Stored data:
* START *
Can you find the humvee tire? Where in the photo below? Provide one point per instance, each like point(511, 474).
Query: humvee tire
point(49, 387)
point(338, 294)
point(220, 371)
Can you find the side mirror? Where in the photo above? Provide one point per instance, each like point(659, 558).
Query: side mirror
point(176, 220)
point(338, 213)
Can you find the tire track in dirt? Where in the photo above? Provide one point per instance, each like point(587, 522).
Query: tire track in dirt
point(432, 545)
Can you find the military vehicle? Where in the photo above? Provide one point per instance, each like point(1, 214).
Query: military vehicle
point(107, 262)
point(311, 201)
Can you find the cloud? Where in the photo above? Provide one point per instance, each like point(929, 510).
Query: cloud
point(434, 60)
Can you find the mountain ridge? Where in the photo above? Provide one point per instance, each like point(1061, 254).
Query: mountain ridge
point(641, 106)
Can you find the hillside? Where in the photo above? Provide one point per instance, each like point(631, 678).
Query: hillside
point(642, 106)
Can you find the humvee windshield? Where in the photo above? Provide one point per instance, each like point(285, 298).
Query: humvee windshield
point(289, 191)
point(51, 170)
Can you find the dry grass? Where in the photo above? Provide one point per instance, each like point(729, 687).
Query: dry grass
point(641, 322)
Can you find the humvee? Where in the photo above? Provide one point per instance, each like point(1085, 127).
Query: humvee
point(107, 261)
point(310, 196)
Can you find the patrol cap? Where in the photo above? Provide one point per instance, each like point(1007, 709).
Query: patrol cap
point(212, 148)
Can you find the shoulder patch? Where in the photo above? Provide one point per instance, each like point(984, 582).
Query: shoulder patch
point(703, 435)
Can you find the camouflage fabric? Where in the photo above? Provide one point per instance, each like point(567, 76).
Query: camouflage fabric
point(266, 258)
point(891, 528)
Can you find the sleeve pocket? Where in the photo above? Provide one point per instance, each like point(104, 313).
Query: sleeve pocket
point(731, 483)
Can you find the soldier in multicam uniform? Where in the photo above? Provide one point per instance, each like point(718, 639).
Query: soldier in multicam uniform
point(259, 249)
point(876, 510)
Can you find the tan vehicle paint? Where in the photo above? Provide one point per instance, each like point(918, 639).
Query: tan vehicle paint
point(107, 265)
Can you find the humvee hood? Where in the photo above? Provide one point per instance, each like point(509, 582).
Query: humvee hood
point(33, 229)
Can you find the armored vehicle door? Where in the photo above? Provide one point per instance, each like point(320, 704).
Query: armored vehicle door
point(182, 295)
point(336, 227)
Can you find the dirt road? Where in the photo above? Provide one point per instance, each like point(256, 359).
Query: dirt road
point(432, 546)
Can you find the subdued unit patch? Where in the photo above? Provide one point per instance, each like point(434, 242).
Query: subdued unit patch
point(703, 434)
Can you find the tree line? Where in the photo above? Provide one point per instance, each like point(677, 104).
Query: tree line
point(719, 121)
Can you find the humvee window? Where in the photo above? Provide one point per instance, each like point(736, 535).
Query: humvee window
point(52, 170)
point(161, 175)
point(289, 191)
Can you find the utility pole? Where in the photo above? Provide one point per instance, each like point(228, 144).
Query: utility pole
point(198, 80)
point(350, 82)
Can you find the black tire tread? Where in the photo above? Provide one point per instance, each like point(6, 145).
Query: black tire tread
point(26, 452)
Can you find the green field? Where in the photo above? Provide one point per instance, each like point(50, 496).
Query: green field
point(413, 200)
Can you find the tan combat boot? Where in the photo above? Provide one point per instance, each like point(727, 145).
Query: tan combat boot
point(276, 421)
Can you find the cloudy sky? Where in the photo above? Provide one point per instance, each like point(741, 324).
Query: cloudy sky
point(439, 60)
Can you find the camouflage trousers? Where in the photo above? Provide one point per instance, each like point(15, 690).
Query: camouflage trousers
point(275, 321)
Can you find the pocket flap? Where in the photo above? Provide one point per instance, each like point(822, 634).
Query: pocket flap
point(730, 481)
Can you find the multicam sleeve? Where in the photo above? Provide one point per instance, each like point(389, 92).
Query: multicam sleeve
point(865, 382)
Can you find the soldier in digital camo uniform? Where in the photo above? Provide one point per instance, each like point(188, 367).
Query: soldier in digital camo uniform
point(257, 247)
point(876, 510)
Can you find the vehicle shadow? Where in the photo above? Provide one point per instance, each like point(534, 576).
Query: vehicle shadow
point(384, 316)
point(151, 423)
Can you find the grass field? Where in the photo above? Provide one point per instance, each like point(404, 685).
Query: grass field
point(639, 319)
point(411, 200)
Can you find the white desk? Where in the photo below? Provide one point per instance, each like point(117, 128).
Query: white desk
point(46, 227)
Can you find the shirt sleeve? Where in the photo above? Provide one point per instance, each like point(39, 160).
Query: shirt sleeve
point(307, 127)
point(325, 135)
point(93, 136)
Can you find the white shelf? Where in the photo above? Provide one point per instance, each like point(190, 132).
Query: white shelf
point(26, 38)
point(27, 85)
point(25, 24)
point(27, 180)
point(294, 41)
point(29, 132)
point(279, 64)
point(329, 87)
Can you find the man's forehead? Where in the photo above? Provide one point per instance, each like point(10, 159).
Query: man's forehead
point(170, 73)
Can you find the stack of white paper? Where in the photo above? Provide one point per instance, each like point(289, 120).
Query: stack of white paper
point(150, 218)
* END *
## TASK REQUIREMENTS:
Please update the data from its first line through the line containing "point(641, 322)", replacing "humvee" with "Humvee" and changing nothing else. Return only those lines.

## EXPECTED ANSWER:
Can you find the Humvee tire? Where in the photo below? Provide one point per instance, each like point(511, 474).
Query: Humvee tire
point(49, 387)
point(338, 294)
point(220, 371)
Can you find the side mirror? Where in the photo above? Provide one point per instance, each like point(659, 558).
Query: side mirror
point(176, 220)
point(338, 213)
Can you find the tire track in dirt? Where in the photo above? Provide one point per instance, each like point(587, 522).
Query: tire track in dirt
point(432, 545)
Can you find the military vehicle? Where in the photo above? Provide one point per instance, each like point(1, 214).
Query: military vehicle
point(107, 262)
point(311, 201)
Can you find the cloud? Where in the photo above? Provide one point per instance, each like point(929, 510).
Query: cloud
point(434, 60)
Can you find the mountain ridge? Where in the photo above? Provide one point per instance, each like point(1061, 254).
Query: mountain ridge
point(641, 106)
Can you find the hillside? Where in the photo above? Provide one point per instance, each like point(631, 678).
Query: hillside
point(642, 106)
Can you find the Humvee windshield? Where in the photo above? Provide one point per instance, each like point(285, 298).
Query: Humvee windshield
point(289, 191)
point(51, 170)
Can you find the dry grass? Where in the photo above? Provide one point per instance, each like point(729, 687).
Query: dry grass
point(641, 322)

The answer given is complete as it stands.